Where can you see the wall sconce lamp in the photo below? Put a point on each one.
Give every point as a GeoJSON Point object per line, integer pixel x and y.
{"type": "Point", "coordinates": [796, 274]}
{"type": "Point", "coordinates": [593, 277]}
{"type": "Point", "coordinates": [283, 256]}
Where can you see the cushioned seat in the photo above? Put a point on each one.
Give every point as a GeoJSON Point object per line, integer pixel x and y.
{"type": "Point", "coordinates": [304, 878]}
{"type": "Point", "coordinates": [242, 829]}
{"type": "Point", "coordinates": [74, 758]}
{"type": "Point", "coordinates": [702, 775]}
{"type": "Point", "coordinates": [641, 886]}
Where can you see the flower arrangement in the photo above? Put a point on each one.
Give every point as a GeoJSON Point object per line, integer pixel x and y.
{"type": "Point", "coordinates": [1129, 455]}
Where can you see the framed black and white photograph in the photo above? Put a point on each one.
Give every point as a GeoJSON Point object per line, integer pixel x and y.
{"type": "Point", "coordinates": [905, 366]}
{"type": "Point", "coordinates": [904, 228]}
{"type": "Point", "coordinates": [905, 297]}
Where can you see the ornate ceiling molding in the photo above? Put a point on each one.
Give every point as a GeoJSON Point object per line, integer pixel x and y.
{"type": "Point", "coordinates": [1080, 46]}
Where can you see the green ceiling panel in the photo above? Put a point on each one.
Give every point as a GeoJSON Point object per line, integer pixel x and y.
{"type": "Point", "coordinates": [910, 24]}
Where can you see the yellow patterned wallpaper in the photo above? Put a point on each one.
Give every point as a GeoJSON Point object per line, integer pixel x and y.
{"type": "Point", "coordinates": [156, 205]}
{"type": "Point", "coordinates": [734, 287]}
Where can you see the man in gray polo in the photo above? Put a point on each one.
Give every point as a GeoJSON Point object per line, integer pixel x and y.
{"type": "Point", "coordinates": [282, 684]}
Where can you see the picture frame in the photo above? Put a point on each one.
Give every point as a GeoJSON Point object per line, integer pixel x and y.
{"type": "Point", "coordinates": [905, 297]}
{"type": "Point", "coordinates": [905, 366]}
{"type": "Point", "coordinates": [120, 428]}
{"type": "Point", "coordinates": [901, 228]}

## [WRITTEN PROBLEM]
Reproduce the material exactly, with every line intact.

## [REPLY]
Where can you see the wall sconce lamp in the photo below? Put a point on each one.
Give every point as a GeoJSON Point object per line, integer pixel x and y.
{"type": "Point", "coordinates": [796, 274]}
{"type": "Point", "coordinates": [593, 277]}
{"type": "Point", "coordinates": [283, 256]}
Where can you see the cushioned seat in the photo above? Put a point on each one.
Give every point as a GeoJSON Point object per line, integer pixel x and y.
{"type": "Point", "coordinates": [304, 878]}
{"type": "Point", "coordinates": [242, 829]}
{"type": "Point", "coordinates": [74, 758]}
{"type": "Point", "coordinates": [702, 775]}
{"type": "Point", "coordinates": [641, 886]}
Where can you see the flower arrangement in the photo above? Put a point on each one.
Give every point as a GeoJSON Point object per line, integer pixel x and y.
{"type": "Point", "coordinates": [1129, 455]}
Where can you see the framed black and white photograph in the photo above? Put a point on each one.
Give every point as a GeoJSON Point object per line, integer pixel x and y.
{"type": "Point", "coordinates": [905, 366]}
{"type": "Point", "coordinates": [904, 228]}
{"type": "Point", "coordinates": [905, 297]}
Where can you see the ornate ceiling molding in the photo above? Put a point on each one.
Give every point as a GeoJSON Point object per line, integer pixel x and y.
{"type": "Point", "coordinates": [1080, 46]}
Where can you see the green ceiling panel in the photo above? Put a point on each one.
Give every point as a GeoJSON Point object per line, integer pixel x and y.
{"type": "Point", "coordinates": [910, 24]}
Where can you see the yellow patterned wallpaper in the photo above? Put a point on each one.
Give every point as a GeoJSON Point object per line, integer pixel x and y.
{"type": "Point", "coordinates": [156, 205]}
{"type": "Point", "coordinates": [734, 287]}
Where can you see the man in gray polo in the photo above? Put a point on each one.
Give every point as a GeoJSON Point object per line, integer pixel x and y.
{"type": "Point", "coordinates": [282, 684]}
Where can you see the picture frame in the photo above? Put a point on each one.
Give every point as a GeoJSON Point object per line, integer pixel x and y.
{"type": "Point", "coordinates": [905, 297]}
{"type": "Point", "coordinates": [905, 366]}
{"type": "Point", "coordinates": [120, 428]}
{"type": "Point", "coordinates": [901, 228]}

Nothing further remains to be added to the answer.